■ AIM ■
Please return, unchanged, the lines of the listing below from the line containing "of the mountain" through the line containing "Query: limestone cliff face", both included.

Dataset excerpts on object pointing
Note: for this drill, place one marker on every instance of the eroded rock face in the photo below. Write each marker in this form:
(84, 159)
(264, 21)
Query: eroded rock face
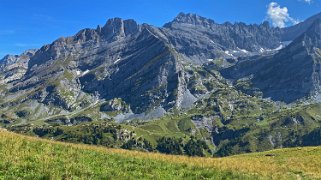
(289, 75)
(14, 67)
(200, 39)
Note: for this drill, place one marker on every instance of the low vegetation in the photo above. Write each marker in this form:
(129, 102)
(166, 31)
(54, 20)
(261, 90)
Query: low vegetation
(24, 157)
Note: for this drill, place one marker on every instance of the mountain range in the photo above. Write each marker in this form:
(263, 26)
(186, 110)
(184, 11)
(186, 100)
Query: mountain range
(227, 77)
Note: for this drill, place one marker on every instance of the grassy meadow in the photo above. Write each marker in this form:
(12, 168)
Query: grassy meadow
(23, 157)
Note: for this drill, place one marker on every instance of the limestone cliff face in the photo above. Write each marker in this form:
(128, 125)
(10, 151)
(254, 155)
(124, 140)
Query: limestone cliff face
---
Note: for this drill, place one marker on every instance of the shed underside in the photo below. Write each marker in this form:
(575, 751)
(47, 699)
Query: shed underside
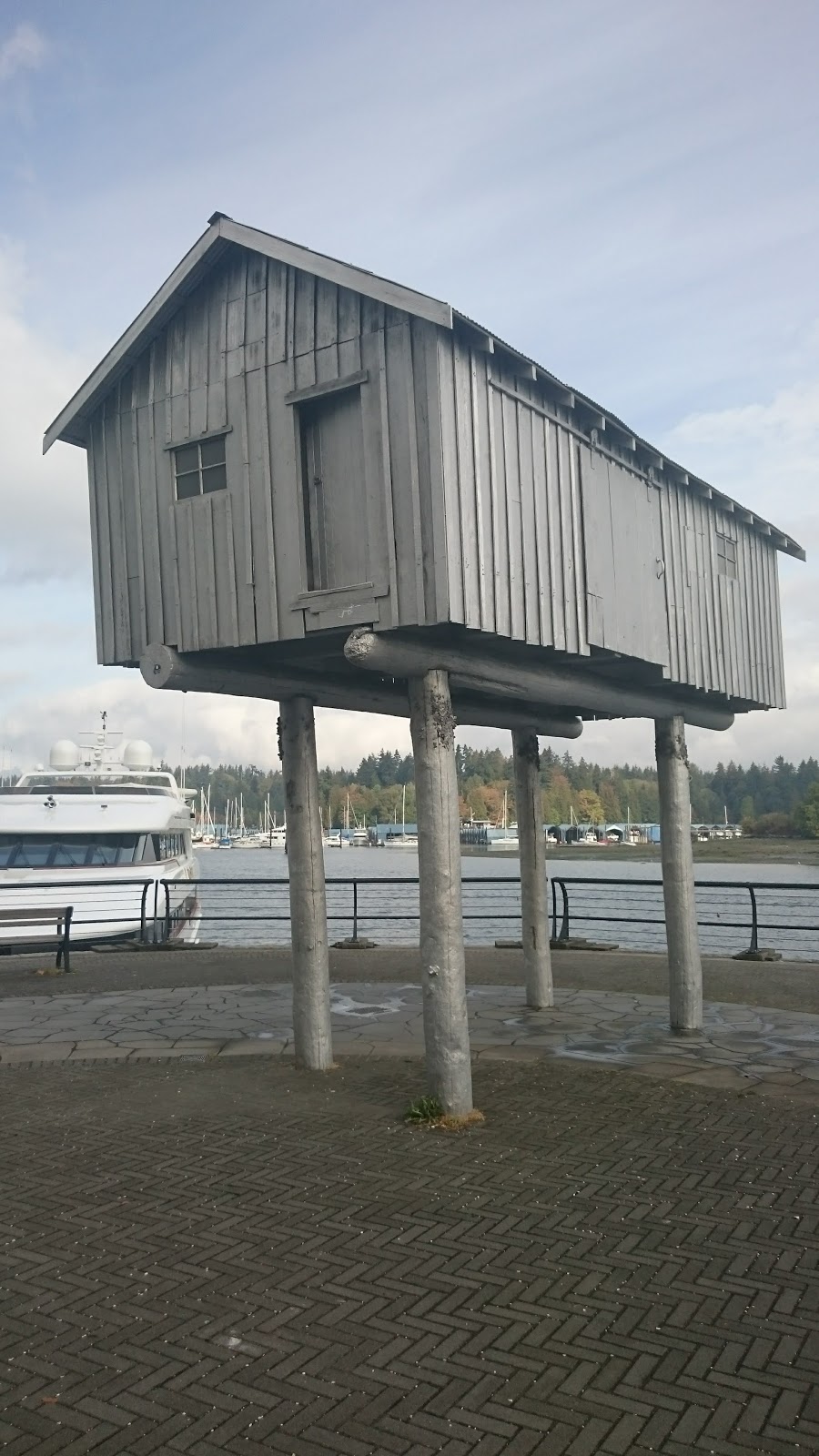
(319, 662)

■ EXERCISE SOLUTION ■
Note: for this drill, place one marker on every instance of the mountain range in the photo above. Write each marker in this form:
(263, 26)
(186, 110)
(184, 11)
(186, 100)
Query: mountain range
(227, 77)
Note: for this drill, place one marker on every instance of the grassy meadow in the photo above. Write each marker in this form:
(12, 168)
Query: grassy meadow
(23, 157)
Note: for this drill, place one marker on every instance of the limestone cliff face in the photo above. Write each marker in this form:
(128, 125)
(10, 151)
(254, 155)
(124, 140)
Query: limestone cliff face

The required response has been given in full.